__Activity__: Please give back the listing below word for word and drop any images.

__Task inputs__:

= Beginning of Section =

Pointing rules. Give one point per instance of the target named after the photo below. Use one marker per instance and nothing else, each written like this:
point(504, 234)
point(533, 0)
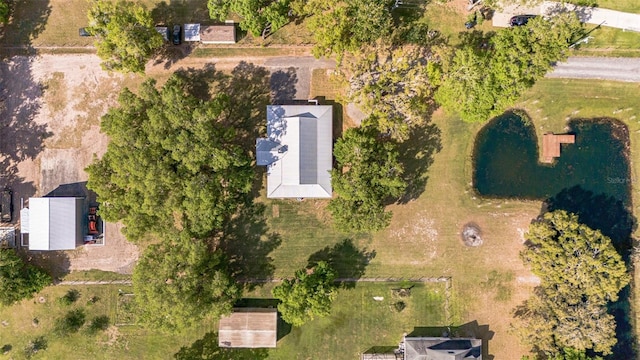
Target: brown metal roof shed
point(249, 328)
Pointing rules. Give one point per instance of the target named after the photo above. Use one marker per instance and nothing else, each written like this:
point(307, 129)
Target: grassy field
point(631, 6)
point(358, 322)
point(128, 342)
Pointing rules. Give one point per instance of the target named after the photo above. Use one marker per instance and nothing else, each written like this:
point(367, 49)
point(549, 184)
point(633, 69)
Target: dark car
point(520, 20)
point(6, 205)
point(176, 37)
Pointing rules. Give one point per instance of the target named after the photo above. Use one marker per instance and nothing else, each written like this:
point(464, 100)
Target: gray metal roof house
point(54, 223)
point(297, 151)
point(438, 348)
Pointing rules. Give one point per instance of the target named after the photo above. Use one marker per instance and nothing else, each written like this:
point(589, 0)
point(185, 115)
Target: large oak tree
point(179, 282)
point(580, 273)
point(308, 295)
point(126, 35)
point(171, 162)
point(487, 75)
point(368, 174)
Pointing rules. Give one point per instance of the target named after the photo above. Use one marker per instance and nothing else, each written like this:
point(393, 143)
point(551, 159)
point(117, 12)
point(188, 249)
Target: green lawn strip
point(358, 322)
point(304, 228)
point(126, 342)
point(610, 39)
point(95, 275)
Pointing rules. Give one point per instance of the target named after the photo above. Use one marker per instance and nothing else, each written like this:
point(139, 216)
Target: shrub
point(70, 297)
point(99, 323)
point(35, 345)
point(71, 322)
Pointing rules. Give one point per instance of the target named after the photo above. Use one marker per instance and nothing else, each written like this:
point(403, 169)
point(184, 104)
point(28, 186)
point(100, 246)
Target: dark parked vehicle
point(6, 205)
point(177, 35)
point(520, 20)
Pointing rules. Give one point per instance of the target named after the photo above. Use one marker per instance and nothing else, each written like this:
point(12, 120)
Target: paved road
point(597, 16)
point(619, 69)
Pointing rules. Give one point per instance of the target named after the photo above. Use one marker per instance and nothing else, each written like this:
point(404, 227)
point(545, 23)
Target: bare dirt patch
point(67, 95)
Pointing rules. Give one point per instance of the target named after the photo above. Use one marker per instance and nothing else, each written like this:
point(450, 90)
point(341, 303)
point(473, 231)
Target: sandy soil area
point(52, 133)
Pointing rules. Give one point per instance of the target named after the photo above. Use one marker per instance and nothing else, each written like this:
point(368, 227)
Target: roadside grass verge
point(95, 275)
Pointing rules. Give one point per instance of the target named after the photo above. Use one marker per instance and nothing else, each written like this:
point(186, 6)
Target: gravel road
point(620, 69)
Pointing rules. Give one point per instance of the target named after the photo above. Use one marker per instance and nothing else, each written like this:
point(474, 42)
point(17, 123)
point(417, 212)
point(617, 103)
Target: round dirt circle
point(471, 235)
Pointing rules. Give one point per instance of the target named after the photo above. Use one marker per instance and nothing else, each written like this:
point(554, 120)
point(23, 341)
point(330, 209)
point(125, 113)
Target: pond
point(506, 160)
point(590, 178)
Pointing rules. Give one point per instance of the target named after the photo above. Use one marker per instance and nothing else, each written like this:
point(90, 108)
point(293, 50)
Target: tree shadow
point(283, 328)
point(207, 348)
point(613, 219)
point(247, 242)
point(28, 20)
point(601, 212)
point(346, 259)
point(283, 86)
point(201, 83)
point(417, 154)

= End of Section =

__Answer for this exercise__:
Pointing rules. Give one point per instance of the target named after the photo below. Use one marker per instance and nothing else, each written like this:
point(504, 234)
point(533, 0)
Target: brown metal roof shed
point(249, 328)
Pointing rules. Give one point per instance of the target named after the photo above. Use one marker per instance and nothing else, each written like this:
point(307, 129)
Target: grassy field
point(631, 6)
point(358, 322)
point(128, 342)
Pointing rules. Give one point per instance of the target named after the photo above. Use one marker per instance and nothing else, each written like this:
point(367, 49)
point(549, 184)
point(633, 69)
Target: dark car
point(520, 20)
point(6, 205)
point(176, 37)
Pointing rules. Give one point per instance of the target named after the photo above. Use one marker per instance and nothing else, each written like this:
point(464, 100)
Target: gray metal roof house
point(54, 223)
point(297, 151)
point(438, 348)
Pointing rules. Give one point per instance of the target named after the photo above. Use one marker per instance and nothing else, each written like this:
point(589, 0)
point(185, 115)
Target: large oak tree
point(179, 282)
point(580, 273)
point(308, 295)
point(126, 35)
point(171, 162)
point(487, 75)
point(368, 174)
Pointing rules. Give one point per instance of the target named after the photo above. Use one marker per instance and nothing else, each written like this:
point(393, 143)
point(551, 159)
point(117, 12)
point(188, 249)
Target: green lawn strip
point(358, 322)
point(304, 228)
point(126, 342)
point(610, 39)
point(95, 275)
Pointing rules. Give one point per instance of the target named after the photo above. Use one marker per instance and nothing else, each written like this:
point(139, 216)
Target: shrub
point(70, 297)
point(99, 323)
point(35, 345)
point(71, 322)
Pointing rules. Give one point per instance of the target named after the photo above. Use one marker per instance and nothing else, each written like this:
point(403, 169)
point(184, 104)
point(28, 186)
point(100, 246)
Target: dark parked vehicle
point(6, 205)
point(177, 35)
point(520, 20)
Pointing rules. Give one point per instance of the target named after the photo above. Use one marker per instance and nothing else, each written like this:
point(12, 120)
Target: paved road
point(597, 16)
point(619, 69)
Pointing rules. Give one point per instance of the target named after the photo above. Use one marker per instance and nothing else, each written like this:
point(404, 227)
point(545, 23)
Target: bare dirt patch
point(67, 95)
Pointing rules. Give one point per instance of the target named after the photo above. Use one marker per instance and nothing else, each written like this:
point(450, 90)
point(341, 303)
point(473, 231)
Target: sandy soil area
point(52, 133)
Pointing rules. Give one point per instance of the target named after the photo above. Use one marker per instance and nothing else, each written like this:
point(368, 227)
Target: roadside grass verge
point(95, 275)
Pointing rules. Give one point per instance of the target named after the photo above. Use one marker per instance and nothing else, each written like this:
point(186, 6)
Target: gravel road
point(620, 69)
Pointing rules. Give one point per instance of the target named after the photo above. Use one marker per instance and nothing else, each written like this:
point(474, 42)
point(17, 123)
point(417, 212)
point(617, 103)
Target: round dirt circle
point(471, 235)
Pointing rules. Give one point per instance of the target named after the photo above. Use one marker per instance and nothing else, each written like this:
point(554, 120)
point(23, 341)
point(330, 209)
point(125, 113)
Target: pond
point(506, 160)
point(590, 178)
Pointing rules. Give one point per instance of the target named after the photo above. Use one marker per instance and nothing else, each written like this:
point(90, 108)
point(293, 50)
Target: tree shadow
point(283, 328)
point(207, 348)
point(613, 219)
point(247, 242)
point(28, 20)
point(601, 212)
point(346, 259)
point(283, 86)
point(201, 83)
point(417, 154)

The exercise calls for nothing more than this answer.